◆ **Source document**:
------------------------------

WATCHING Anthony Bourdain eat pig's ears and lamb's tongue on the Travel Channel is one thing. Eating it yourself is something else altogether.

WATCHING Anthony Bourdain eat pig's ears and lamb's tongue on the Travel Channel is one thing. Eating it yourself is something else altogether.

But call it what you will - spare parts, offal, variety meats, mixed grille - the nose-to-tail movement is alive and well in some area chefs' kitchens.

Although Chip Roman didn't grow up on organ meats - "I'm from Fishtown, we don't eat that stuff!" - the Blackfish chef/owner uses plenty of parts on the menu at his well-regarded Conshohocken bistro. From foie gras to lamb neck, kidney and heart, Roman takes a waste-not-want-not attitude to meat. He even included sweetbreads (that would be the thymus and pancreas of a beef calf or lamb) on his Valentine's Day menu for lovebirds with an adventurous streak.

Then there's his face bacon - meat picked from the pig's head - and fried cockscombs, tasty bits he uses like lardoons. "I guess this stuff is just more interesting. It takes a long time to cook and prepare. I know it's not for everybody, but in my opinion, a braised lamb neck tastes way better than your typical rack of lamb."

------------------------------

◆ **Excerpted records**:

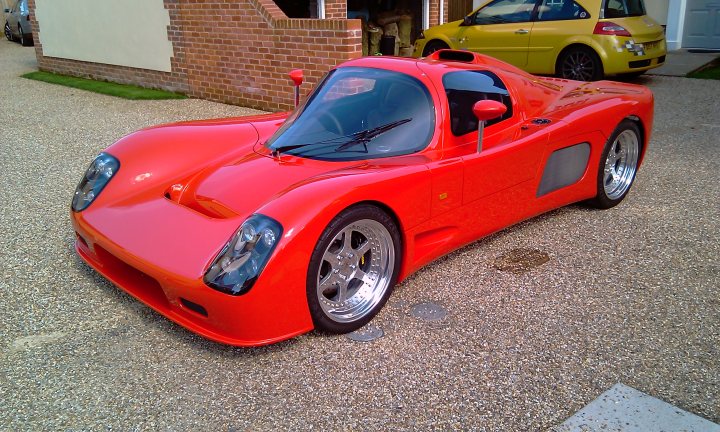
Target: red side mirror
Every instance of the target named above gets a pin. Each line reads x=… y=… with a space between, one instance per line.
x=297 y=76
x=488 y=109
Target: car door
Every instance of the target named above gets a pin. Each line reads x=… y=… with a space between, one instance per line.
x=500 y=29
x=557 y=22
x=497 y=189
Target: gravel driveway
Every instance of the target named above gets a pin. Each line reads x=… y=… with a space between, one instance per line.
x=628 y=295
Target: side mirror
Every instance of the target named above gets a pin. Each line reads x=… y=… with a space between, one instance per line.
x=296 y=75
x=486 y=110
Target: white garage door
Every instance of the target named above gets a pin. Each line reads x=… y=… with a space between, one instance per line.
x=702 y=24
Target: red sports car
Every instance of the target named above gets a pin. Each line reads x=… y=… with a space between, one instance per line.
x=253 y=230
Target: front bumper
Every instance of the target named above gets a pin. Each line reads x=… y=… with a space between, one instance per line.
x=260 y=317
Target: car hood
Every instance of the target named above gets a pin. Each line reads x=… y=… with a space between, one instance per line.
x=242 y=186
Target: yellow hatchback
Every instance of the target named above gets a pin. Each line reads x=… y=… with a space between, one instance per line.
x=574 y=39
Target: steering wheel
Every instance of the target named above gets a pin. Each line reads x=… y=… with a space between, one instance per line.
x=331 y=122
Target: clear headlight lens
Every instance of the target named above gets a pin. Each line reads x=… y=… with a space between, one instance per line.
x=96 y=177
x=241 y=261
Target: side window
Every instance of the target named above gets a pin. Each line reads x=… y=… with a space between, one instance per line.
x=556 y=10
x=505 y=11
x=464 y=88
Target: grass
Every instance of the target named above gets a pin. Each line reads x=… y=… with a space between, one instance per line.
x=709 y=71
x=113 y=89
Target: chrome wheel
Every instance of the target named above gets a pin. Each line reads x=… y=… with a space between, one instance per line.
x=580 y=65
x=621 y=164
x=355 y=271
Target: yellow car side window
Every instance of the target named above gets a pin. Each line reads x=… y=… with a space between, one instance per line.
x=505 y=11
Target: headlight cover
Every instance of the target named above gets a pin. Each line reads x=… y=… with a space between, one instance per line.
x=241 y=261
x=97 y=176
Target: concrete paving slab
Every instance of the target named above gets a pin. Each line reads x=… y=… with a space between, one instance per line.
x=682 y=62
x=624 y=409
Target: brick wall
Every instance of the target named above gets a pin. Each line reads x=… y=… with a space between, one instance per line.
x=233 y=51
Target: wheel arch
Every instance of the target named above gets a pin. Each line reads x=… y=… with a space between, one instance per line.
x=587 y=44
x=644 y=134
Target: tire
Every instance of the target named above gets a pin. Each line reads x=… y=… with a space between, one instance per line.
x=581 y=64
x=361 y=242
x=24 y=40
x=433 y=46
x=618 y=165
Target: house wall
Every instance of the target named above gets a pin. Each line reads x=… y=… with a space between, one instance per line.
x=84 y=29
x=228 y=51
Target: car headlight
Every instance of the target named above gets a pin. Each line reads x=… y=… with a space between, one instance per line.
x=97 y=176
x=243 y=258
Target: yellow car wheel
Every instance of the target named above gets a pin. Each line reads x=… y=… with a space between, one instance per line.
x=579 y=63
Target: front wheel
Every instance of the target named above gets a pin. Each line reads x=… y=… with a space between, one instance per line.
x=618 y=165
x=353 y=269
x=581 y=64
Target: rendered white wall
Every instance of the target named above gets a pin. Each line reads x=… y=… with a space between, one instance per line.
x=658 y=9
x=125 y=33
x=675 y=24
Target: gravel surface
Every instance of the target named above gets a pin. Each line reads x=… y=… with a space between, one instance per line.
x=628 y=295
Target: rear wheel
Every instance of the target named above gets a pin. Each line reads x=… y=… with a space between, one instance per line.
x=433 y=46
x=618 y=165
x=353 y=269
x=581 y=64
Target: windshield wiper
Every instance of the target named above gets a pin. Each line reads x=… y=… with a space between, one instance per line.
x=346 y=141
x=364 y=137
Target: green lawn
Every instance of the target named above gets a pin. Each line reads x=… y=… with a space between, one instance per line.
x=709 y=71
x=108 y=88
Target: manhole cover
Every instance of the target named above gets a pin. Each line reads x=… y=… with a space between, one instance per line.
x=520 y=260
x=368 y=333
x=428 y=311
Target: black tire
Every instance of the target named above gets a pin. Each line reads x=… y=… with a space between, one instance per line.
x=579 y=63
x=628 y=140
x=374 y=236
x=24 y=40
x=433 y=46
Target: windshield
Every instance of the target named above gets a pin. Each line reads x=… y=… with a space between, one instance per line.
x=624 y=8
x=359 y=113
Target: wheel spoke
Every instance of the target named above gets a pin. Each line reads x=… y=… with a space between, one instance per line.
x=347 y=240
x=342 y=289
x=330 y=257
x=362 y=250
x=328 y=281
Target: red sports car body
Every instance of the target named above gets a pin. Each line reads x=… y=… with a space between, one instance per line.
x=253 y=230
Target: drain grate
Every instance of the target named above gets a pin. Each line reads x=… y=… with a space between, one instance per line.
x=520 y=261
x=428 y=311
x=368 y=333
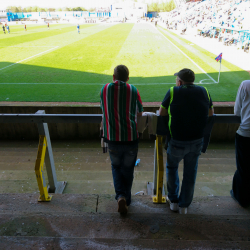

------------------------------

◆ **Actions to take**:
1) Answer these from the article on nose-to-tail cooking:
(a) What neighborhood does Chip Roman say he comes from?
(b) In what town is Blackfish?
(c) What does Roman use fried cockscombs like?
2) Write out the article on nose-to-tail cooking word for word, starting with "But call it" and going on through "area chefs' kitchens.".

◆ **Responses by task**:
1)
(a) Fishtown
(b) Conshohocken
(c) Lardoons

2)
But call it what you will - spare parts, offal, variety meats, mixed grille - the nose-to-tail movement is alive and well in some area chefs' kitchens.